Selected excerpt:
Special Education

ESEA Passage Awaits a Deal On Spending

By Erik W. Robelen — December 12, 2001 8 min read
  • Save to favorites
  • Print

Nearly a year after President Bush announced his plan to revamp the federal role in K-12 education, Congress appears on the cusp of delivering a final bill to the Oval Office.

As of last week, the last major hang-up boiled down to Democrats’ demand for more money. Otherwise, House and Senate education leaders said they had all but completed the bill to reauthorize the Elementary and Secondary Education Act and were making plans to hold a final meeting of the ESEA conference committee to ratify some unfinished business.

There is no doubt that the final package will have the president’s imprint. But how closely it resembles the 28-page plan Mr. Bush put forward just after taking office in January depends in part on the observer’s perspective.

“On the score sheet, we think the legislation really goes a long way toward fulfilling the president’s vision, the president’s priorities,” said Sandy Kress, Mr. Bush’s chief education adviser. Among other provisions, he noted new testing requirements, greater demands for raising student achievement, expanded options for children in low-performing schools, and added flexibility in spending federal aid.

Mr. Kress cautioned, however, that final legislative language in some key areas had not yet been worked out. And he conceded that the bill differs materially from the president’s plan. For example, the measure would hand states notably less spending flexibility than the president proposed.

“We would have liked more,” Mr. Kress said.

Some conservatives outside the administration are decidedly tepid about the package.

“It’s a modest improvement over current law. Nothing to celebrate,” said Chester E. Finn, Jr., the president of the Thomas B. Fordham Foundation and an assistant secretary of education under President Reagan.

“This bill is to the president’s original proposal as Burger King is to a five-star restaurant. You can get fed there, and that’s better than being hungry,” he said. “Much of what I liked ... has vanished.”

One of Mr. Finn’s main disappointments was the early elimination of President Bush’s plan to provide private school vouchers for students in failing schools. Democrats made it clear from the beginning that vouchers were a non-starter.

Overall, the final bill will contain provisions for practically all sides to like and dislike.

“It’s a classic combination of taking a little something from everyone,” said Dan Gerstein, a spokesman for Sen. Joseph I. Lieberman, D-Conn.

‘The Big Kahuna’

The money issue remained unresolved last week. Democrats, and a handful of Republicans, have been pushing to make special education funding mandatory, locking in large increases over several years and skipping the annual appropriations process.

Even though special education is subject to a separate law—the Individuals with Disabilities Education Act—some lawmakers saw this year’s ESEA debate as a golden opportunity to press the matter.

Part of the thinking is that by making IDEA funding mandatory, Congress could free up billions of dollars more in discretionary spending—a different part of the federal ledger—for ESEA programs. President Bush has proposed an additional $1 billion for state grants under the IDEA for fiscal 2002, but opposes locking in mandatory increases.

Source data:
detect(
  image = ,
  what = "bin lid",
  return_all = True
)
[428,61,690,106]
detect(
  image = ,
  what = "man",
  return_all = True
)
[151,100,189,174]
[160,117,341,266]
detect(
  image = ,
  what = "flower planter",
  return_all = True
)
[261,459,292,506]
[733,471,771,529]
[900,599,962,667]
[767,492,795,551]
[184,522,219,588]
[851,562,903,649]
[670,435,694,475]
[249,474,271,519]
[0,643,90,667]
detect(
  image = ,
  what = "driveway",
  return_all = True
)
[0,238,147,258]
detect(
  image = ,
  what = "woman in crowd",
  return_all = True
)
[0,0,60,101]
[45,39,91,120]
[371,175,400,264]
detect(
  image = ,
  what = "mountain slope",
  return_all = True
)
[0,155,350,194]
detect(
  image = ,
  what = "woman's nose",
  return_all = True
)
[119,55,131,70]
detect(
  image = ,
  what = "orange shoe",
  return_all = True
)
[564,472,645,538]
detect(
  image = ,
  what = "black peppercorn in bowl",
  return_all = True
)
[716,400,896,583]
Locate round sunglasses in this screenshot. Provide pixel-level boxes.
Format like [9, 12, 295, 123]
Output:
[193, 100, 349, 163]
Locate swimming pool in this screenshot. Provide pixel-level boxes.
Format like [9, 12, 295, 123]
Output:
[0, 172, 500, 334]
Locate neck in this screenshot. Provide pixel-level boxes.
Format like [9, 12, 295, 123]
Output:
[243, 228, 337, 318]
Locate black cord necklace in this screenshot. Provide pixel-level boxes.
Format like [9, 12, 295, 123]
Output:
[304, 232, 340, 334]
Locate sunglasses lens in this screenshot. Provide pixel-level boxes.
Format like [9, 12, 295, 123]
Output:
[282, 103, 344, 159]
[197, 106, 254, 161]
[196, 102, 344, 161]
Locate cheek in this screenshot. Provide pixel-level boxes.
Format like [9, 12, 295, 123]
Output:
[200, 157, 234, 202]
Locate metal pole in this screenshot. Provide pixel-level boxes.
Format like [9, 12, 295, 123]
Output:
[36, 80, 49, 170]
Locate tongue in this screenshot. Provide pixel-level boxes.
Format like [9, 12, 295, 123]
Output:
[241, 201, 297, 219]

Goals:
a – According to the ESEA article, who is Mr. Bush's chief education adviser?
b – Select every line of the records that contains the string "boxes", treating uppercase and lowercase as different.
The records have no connection to the ESEA article.

List of solutions:
a – Sandy Kress

b –
Locate round sunglasses in this screenshot. Provide pixel-level boxes.
Locate swimming pool in this screenshot. Provide pixel-level boxes.
Locate neck in this screenshot. Provide pixel-level boxes.
Locate black cord necklace in this screenshot. Provide pixel-level boxes.
Locate sunglasses lens in this screenshot. Provide pixel-level boxes.
Locate cheek in this screenshot. Provide pixel-level boxes.
Locate metal pole in this screenshot. Provide pixel-level boxes.
Locate tongue in this screenshot. Provide pixel-level boxes.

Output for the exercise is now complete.